- 本文:
»»

欧州などの感染が早くに拡大した国に渡航中止勧告(レベル3)が出て、14日間の指定施設での隔離などを含めた入国制限が始まることとなった。

欧州支社の人の中には家族を帰し、駐在員自身でも時期を見て帰る準備を始める人がいた。

この頃になると、自分が無症状感染者の可能性や今後コロナにかかる可能性自体が一番の恐怖ではなかった。

言語が不自由な国で入院手続きやロックダウン時の情報をタイムリーに受けられないかもしれないこと。

治安の悪化による暴動、ヘイトクライムに遭った時、どのように対応するのか、外国人に対して平等に対応してもらえるのか不透明なこと。

万が一自分に何か遭った時、家族がそれを知るのは大分後になること。

もし死んだら、遺体は家族の了承もとらずにその場で火葬され、遺灰が届くのは大分後になること。

自分だけの問題ではなく、家族のことも考えなければならないことが増えた。

««

- やること A: 本文によると、渡航中止勧告(レベル3)が出たあと、何が始まることになりましたか。
- やること B: 海外駐在中のコロナ禍の不安をつづった本文を、最後の文のあとから続けて書いてください。
この後に続く一覧は、本文とは関係のない別の資料です。

- 手元の情報:
»»

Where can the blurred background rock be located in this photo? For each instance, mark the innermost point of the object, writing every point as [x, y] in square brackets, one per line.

««
»»

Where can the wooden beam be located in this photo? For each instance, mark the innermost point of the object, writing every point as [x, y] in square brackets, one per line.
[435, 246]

««
»»

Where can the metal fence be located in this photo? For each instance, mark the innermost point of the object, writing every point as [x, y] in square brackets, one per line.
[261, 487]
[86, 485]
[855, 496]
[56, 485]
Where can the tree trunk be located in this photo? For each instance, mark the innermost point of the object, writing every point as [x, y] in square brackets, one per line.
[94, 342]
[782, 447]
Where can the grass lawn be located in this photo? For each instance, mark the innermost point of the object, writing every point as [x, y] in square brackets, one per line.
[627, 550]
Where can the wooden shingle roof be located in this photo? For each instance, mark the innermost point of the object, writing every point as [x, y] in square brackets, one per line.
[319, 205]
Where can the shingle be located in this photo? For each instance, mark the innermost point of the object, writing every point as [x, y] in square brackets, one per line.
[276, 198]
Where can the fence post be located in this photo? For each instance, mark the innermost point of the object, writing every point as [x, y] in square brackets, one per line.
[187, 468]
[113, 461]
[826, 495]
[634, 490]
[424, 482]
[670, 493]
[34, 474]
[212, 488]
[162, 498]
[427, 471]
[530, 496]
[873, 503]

««

- 答え A: 14日間の指定施設での隔離などを含めた入国制限です。

- 答え B:
私自身、海外で働くことは長年の夢であったし、その夢を叶えるために犠牲は必要だと認識していた。

ただ、今回のコロナ騒動や戦争などの非常事態まで考えて、全て飲み込んで、納得していたわけではなかったのだと思い知った。

永住する人にはそういう覚悟をしている人もいるかもしれないが、少なくとも私はそうではなかった。

甘いと言われれば、そうだろう。私も今はそう思う。あっという間に変わっていく事態をいざ目の前にすると、私は呆然とするしかなかった。

日本にいる家族が口には出さないものの、心配していることはひしひしと伝わったし、誰かに精神的負担を転嫁してまで私は自分のワガママを通していいのか悩む夜が続いた。

また、コロナ関連のニュースを見ていると、海外から日本へ帰ってくる人たちに対して厳しいコメントが並んでいることも辛かった。

「こんな時だけ帰ってくるな」

「一切の入国を禁止しろ」

「自分のエゴで他人を危険に晒すのか。無責任」

特にメディアでは帰国者の感染者を連日取り上げていた。

私も日本でずっと過ごしていたら、「自己責任。その人が選んだことでしょう」なんて、思ってしまったかもしれない。

できれば、誰にも迷惑かけたくない。心配もかけたくない。

ニューヨークの自宅から出なければ、自分はきっと安心だろうと思っている。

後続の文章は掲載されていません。